SUPPLIED PASSAGE:

━━━━━━━━━━━━━━━━━━━━

Thus, we need to differentiate among the partial and faked joys and our natural feeling of joys.  For example, “glad to be unhappy” might be a catalyst to discovering what “glad to be fully happy” feels like.

“Depressive states, not only reduce our power to act but it also prevent us to comprehend and learn what subjugate our vital natural rights.”  Hilarious joys excite all the parts of our body and are excellent stimulants.

Excessive sensual excitations, including sport activities, induce more fatigue than reinforcement to states of happiness.  Melancholy is the black beast that squeezes our power; it prevents us to starting any sort of preparation for an activity or “conatus” disposition as coined by Spinoza.

Sadness does not emanate from our inner-self:  It expresses what is contrary to our nature.  The wise man savours pleasures:  The greater the joy that affects us the higher is our perfection.  The wise man indulges moderately in everything that retain his power intact to act for happiness:  He is kicking constantly for greater levels of happiness.

━━━━━━━━━━━━━━━━━━━━

[Rows from a dataset]
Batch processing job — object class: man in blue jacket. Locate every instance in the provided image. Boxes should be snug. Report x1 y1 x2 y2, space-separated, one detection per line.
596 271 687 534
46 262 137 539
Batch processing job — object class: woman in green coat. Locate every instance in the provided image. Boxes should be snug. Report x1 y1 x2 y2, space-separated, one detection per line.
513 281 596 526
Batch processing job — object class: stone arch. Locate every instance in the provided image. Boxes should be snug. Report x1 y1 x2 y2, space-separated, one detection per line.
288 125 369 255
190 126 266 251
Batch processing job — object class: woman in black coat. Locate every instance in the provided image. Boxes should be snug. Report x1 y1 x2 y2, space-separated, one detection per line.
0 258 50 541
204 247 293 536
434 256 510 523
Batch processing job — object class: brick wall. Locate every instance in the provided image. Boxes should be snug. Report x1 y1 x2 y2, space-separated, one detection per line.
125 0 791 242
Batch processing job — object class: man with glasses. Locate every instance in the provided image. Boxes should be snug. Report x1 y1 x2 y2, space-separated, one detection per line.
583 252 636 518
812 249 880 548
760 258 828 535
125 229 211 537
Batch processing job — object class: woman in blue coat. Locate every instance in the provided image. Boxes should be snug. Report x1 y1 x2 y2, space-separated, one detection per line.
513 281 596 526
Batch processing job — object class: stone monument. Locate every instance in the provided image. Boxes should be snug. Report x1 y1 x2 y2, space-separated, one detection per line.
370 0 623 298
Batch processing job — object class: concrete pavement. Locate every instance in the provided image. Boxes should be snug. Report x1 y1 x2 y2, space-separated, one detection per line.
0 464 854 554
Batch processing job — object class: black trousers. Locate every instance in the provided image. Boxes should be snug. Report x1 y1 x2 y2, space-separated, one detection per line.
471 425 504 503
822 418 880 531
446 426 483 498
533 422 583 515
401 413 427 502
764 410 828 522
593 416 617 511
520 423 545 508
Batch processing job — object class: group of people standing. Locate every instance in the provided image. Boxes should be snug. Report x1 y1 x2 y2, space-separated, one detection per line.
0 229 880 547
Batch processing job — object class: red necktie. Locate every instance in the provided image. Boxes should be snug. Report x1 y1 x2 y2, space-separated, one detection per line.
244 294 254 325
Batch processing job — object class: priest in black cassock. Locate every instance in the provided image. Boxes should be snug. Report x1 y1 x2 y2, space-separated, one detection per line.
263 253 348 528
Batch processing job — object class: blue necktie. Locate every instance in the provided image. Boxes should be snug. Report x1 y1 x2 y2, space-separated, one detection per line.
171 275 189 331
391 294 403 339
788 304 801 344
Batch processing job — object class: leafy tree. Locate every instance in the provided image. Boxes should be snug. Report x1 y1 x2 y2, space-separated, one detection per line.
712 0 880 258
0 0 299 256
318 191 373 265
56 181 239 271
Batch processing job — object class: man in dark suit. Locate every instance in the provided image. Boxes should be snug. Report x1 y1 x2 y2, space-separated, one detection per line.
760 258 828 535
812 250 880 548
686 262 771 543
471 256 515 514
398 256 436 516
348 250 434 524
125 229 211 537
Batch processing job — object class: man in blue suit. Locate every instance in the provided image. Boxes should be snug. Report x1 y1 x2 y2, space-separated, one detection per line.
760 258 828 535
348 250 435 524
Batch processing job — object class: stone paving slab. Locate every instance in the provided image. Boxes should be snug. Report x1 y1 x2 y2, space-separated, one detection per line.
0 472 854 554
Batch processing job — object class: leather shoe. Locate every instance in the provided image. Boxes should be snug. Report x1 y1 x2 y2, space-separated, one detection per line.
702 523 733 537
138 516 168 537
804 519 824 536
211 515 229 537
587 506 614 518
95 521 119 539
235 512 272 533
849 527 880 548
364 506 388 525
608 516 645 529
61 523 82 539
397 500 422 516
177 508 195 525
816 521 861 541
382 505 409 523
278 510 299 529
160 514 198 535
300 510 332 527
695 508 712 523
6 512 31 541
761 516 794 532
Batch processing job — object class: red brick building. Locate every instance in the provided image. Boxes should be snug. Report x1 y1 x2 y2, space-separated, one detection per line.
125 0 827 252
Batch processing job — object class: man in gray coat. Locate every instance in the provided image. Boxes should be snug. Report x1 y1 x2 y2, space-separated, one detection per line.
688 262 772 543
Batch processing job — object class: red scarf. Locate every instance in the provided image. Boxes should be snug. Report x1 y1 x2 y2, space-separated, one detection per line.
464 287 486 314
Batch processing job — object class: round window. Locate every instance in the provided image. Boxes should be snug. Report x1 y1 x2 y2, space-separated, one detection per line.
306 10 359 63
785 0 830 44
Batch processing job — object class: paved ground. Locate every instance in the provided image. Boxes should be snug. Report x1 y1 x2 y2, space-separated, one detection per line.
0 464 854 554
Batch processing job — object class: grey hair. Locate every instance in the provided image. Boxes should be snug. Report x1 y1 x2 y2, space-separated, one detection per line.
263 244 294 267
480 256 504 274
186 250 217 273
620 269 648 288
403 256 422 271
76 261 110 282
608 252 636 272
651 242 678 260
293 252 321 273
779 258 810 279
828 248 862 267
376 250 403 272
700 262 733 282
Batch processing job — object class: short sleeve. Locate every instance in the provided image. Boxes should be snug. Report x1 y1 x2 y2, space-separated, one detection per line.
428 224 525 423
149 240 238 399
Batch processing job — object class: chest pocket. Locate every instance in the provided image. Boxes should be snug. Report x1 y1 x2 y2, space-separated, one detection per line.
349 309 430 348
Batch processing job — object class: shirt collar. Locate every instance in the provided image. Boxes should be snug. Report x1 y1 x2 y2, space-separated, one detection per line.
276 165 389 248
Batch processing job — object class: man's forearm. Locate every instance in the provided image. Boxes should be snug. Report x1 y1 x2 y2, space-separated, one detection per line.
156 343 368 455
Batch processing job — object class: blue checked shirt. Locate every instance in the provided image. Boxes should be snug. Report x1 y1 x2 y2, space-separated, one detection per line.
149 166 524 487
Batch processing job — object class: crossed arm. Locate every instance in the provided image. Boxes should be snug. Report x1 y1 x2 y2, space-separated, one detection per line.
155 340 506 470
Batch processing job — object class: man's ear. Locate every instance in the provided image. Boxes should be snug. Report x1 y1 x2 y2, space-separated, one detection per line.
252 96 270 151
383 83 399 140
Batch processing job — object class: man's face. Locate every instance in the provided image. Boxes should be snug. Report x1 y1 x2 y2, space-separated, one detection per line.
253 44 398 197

━━━━━━━━━━━━━━━━━━━━

OBJECTIVE A:
Summarize the passage on joy in two sentences.
OBJECTIVE B:
Pick up the passage on joy after its final sentence and keep writing in the same vein.

WRITTEN RESPONSE A:
The passage separates partial and faked joys from natural joy, holding that hilarious joys stimulate the whole body while excessive sensual excitations bring more fatigue than happiness and melancholy squeezes our power to act. It treats sadness as contrary to our nature and says the wise man savors pleasures and indulges moderately so his power to act for happiness stays intact, since greater joy means higher perfection.

WRITTEN RESPONSE B:
A passion ceases to be a negative quality once we form a clear and distinct idea of what it is and how it affect us.  The feeling of joy is an indication of progress toward comprehending our natural constitution; and the more the better.

The cry of joy of Spinoza is a war chant against all kinds of superstitions meant to tight us in knots and rob us from our liberty to act and improve our power for survival.

Most important question is “what are the factors that subjugate our spirit and body?”

What we desire are NOT what we lack or imagine that we are lacking to satisfying our life fulfilment: Our desires are the effects of our efforts that led to what we are and who we are; our desires are never the cause for our feeling of missing anything.  For example, when we desire a home it is because we feel the need for more comfort and security to go ahead with our drive to perfecting our happiness and contentment.

When desires are imitations of what other people claim to desire then, we are not acquiring what our personal nature requires and wants:  Our spirit is subjugated by external factors that we have failed to control their affects.  We didn’t invest the necessary effort to “knowing ourselves”.

We are in essence constantly in a state of preparing to undertake an action or planning an activity in order to preserving our life and increasing the capital of survival as long as possible. Our essence is to developing our power for conserving our potentials to live and searching for what is useful to our body and mental development capacities.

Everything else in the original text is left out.